→ **Boundary labeling items**:
##############################

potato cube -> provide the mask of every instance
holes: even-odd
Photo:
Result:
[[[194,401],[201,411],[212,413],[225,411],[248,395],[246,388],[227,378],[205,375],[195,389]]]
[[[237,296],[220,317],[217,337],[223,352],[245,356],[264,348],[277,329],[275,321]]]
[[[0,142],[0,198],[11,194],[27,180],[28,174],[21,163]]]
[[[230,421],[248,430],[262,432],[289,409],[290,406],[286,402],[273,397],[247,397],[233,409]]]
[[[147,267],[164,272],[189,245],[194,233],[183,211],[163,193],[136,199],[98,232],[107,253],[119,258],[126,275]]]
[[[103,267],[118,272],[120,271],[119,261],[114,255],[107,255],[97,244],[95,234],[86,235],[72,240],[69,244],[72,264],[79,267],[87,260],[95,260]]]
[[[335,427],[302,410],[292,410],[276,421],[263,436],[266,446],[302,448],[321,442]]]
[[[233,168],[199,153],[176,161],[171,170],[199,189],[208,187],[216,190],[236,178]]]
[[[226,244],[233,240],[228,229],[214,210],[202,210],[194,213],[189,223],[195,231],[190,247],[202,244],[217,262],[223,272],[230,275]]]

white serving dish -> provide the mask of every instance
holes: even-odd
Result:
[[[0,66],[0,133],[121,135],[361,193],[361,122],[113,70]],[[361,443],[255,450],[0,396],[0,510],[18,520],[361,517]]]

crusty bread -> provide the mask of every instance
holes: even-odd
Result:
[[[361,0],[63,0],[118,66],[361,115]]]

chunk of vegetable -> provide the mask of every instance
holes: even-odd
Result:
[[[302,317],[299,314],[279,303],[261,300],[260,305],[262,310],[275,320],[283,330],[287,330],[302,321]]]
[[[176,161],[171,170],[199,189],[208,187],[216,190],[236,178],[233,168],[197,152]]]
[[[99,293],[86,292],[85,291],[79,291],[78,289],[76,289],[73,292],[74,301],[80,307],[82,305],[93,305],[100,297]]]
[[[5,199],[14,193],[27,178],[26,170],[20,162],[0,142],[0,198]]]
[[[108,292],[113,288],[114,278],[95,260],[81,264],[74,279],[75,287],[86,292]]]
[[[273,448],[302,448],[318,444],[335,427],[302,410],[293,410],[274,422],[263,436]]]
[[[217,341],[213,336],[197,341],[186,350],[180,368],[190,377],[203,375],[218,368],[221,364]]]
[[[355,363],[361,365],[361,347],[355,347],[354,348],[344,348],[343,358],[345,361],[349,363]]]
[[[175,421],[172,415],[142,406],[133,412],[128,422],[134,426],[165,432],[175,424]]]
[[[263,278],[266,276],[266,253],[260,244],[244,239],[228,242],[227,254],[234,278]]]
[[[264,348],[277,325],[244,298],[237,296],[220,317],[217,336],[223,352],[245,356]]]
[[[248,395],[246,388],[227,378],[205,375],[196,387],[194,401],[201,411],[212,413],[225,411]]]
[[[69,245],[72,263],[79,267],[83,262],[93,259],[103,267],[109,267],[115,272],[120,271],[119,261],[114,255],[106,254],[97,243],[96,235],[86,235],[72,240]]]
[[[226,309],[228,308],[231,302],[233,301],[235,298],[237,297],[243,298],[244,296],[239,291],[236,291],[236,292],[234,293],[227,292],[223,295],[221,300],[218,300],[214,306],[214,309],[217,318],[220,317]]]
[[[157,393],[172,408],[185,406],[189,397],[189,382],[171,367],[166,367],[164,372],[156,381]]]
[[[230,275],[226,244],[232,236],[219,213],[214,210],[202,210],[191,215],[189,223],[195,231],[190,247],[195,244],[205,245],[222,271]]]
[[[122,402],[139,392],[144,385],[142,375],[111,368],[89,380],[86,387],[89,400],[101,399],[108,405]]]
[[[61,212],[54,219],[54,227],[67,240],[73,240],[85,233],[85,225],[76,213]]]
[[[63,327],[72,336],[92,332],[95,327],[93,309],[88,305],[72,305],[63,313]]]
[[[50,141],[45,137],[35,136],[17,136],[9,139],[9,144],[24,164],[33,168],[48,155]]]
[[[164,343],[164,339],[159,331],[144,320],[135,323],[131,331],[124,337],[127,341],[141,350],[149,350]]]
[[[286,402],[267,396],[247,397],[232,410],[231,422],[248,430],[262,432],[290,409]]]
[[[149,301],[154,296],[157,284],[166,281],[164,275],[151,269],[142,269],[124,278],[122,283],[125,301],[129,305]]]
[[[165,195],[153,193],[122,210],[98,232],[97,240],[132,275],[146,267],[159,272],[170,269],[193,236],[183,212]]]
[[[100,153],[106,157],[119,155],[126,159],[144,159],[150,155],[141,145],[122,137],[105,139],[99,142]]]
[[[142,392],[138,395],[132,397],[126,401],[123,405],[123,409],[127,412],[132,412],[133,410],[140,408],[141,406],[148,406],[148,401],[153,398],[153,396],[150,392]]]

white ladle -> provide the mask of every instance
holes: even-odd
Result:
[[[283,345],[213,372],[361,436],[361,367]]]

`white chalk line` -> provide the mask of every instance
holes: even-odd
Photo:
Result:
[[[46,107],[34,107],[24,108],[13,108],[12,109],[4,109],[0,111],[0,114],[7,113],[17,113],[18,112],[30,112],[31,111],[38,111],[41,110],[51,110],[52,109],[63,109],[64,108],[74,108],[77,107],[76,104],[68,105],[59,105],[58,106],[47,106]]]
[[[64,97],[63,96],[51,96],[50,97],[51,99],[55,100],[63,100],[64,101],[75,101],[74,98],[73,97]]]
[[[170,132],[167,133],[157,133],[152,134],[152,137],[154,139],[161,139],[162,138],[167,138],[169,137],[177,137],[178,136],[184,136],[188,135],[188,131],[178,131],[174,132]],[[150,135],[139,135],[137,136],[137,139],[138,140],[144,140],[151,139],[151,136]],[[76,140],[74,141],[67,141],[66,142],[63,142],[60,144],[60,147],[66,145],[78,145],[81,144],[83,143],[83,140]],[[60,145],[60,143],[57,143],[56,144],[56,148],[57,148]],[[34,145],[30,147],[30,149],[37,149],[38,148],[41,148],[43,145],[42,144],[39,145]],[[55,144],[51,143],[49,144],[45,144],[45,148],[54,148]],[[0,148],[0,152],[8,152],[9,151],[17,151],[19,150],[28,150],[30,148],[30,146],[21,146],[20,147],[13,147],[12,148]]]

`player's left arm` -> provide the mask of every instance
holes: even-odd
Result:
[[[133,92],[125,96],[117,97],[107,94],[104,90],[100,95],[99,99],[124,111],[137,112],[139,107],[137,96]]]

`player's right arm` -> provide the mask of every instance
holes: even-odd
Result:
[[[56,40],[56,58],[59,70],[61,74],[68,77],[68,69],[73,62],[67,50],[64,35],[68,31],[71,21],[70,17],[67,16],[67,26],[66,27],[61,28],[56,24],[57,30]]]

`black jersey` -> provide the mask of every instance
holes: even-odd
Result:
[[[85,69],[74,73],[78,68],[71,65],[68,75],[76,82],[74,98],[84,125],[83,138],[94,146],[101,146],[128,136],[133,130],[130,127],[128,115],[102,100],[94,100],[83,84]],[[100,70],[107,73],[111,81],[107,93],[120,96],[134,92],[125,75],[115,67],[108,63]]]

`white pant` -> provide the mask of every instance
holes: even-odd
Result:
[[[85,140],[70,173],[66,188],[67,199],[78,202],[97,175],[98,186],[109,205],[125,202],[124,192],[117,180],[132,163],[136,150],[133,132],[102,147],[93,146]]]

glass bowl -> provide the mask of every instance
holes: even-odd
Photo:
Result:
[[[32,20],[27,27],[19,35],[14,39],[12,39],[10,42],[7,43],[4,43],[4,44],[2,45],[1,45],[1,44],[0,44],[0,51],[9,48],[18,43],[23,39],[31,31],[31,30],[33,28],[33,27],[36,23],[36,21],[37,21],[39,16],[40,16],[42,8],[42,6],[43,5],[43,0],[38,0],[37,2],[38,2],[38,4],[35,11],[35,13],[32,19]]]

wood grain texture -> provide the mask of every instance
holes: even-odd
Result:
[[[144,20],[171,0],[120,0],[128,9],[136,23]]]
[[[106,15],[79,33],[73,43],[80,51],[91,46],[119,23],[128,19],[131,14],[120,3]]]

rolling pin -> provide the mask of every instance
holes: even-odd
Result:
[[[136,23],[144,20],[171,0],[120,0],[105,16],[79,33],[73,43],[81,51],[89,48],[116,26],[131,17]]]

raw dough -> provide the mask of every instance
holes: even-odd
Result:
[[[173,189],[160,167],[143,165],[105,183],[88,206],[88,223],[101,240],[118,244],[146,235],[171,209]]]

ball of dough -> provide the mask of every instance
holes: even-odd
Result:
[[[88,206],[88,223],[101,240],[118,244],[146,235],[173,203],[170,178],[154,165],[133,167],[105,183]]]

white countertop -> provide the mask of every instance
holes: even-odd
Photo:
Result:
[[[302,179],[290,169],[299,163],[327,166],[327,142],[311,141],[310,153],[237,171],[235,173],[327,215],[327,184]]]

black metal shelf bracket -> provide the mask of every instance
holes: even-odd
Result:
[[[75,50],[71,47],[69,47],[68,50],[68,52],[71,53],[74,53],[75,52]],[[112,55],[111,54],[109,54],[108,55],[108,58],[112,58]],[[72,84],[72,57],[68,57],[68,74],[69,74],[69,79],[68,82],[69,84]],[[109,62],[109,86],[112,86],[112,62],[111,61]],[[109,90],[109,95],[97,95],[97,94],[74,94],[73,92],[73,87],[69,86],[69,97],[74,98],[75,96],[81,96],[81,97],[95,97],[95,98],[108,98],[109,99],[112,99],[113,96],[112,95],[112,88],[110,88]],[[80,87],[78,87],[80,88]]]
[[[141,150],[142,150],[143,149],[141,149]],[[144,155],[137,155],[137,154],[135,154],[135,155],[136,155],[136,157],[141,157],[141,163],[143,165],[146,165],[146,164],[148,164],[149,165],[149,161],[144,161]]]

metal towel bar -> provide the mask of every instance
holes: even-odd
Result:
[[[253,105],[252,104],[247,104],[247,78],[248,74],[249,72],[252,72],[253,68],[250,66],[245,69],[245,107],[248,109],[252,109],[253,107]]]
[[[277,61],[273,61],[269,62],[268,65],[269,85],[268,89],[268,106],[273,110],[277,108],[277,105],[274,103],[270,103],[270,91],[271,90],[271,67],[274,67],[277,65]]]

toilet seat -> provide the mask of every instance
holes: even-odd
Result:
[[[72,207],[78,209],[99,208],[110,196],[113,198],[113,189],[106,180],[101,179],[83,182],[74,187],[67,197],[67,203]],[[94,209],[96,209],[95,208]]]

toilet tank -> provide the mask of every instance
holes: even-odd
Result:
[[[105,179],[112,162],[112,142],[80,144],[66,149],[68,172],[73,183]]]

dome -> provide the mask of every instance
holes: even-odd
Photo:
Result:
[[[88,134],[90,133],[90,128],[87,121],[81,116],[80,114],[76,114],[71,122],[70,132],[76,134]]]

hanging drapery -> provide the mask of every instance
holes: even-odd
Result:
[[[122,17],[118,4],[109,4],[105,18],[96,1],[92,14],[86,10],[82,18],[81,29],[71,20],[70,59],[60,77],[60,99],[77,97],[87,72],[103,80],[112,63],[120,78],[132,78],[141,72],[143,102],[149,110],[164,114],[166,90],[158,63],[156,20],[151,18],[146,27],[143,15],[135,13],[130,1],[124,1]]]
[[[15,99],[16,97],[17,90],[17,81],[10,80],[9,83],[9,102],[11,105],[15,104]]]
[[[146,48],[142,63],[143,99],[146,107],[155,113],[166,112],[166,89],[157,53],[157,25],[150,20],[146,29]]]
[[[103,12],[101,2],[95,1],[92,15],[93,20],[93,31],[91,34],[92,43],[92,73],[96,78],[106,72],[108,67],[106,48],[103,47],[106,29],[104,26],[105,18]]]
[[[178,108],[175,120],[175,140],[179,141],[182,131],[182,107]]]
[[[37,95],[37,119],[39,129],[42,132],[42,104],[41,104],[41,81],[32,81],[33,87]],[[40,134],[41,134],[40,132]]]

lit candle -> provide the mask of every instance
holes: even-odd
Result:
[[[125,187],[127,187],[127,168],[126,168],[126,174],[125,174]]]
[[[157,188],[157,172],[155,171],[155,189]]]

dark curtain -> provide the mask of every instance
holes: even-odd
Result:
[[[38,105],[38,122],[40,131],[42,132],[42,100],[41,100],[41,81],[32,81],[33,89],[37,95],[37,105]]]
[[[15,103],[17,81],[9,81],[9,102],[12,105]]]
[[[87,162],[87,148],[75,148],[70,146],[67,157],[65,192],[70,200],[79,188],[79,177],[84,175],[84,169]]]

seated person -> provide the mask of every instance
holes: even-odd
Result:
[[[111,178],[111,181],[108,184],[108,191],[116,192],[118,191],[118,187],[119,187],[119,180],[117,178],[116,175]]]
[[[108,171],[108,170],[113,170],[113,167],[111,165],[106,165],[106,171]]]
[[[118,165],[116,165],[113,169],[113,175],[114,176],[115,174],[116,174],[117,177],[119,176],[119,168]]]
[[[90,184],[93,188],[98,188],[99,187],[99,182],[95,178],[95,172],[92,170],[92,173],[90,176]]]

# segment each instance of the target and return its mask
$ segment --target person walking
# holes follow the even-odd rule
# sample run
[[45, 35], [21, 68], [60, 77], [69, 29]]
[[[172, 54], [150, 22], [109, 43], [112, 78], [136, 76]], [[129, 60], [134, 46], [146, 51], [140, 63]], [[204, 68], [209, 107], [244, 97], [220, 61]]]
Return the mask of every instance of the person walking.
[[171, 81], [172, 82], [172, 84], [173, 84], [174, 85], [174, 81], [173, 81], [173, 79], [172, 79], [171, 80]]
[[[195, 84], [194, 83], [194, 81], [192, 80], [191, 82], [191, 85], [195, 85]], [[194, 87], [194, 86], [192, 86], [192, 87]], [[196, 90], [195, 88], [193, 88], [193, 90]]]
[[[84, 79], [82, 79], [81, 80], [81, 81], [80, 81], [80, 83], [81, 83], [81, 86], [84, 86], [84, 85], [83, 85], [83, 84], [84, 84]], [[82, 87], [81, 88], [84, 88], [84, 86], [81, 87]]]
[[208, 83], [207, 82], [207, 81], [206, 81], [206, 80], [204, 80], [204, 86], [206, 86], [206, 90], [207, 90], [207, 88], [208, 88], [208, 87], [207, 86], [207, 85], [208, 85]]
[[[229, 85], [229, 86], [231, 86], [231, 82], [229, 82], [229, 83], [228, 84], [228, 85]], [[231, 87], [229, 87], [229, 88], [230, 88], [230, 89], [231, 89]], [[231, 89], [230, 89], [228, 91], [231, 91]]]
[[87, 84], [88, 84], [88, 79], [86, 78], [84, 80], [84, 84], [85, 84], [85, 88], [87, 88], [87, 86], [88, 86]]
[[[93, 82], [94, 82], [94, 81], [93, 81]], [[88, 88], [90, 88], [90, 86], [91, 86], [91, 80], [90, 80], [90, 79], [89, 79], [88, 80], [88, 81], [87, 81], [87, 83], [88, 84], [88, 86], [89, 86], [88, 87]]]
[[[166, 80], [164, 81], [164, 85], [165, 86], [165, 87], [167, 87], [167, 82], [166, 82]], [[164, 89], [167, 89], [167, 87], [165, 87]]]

##############################

In everything from the line containing "# segment each" down to the line containing "[[45, 35], [21, 68], [60, 77], [69, 29]]", swap "even-odd" for "nonzero" and leave the rest unchanged. Return only those lines.

→ **Solution to this exercise**:
# segment each instance of the target and return its mask
$ segment --target person walking
# holes follow the nonzero rule
# sample run
[[45, 35], [21, 68], [60, 77], [69, 29]]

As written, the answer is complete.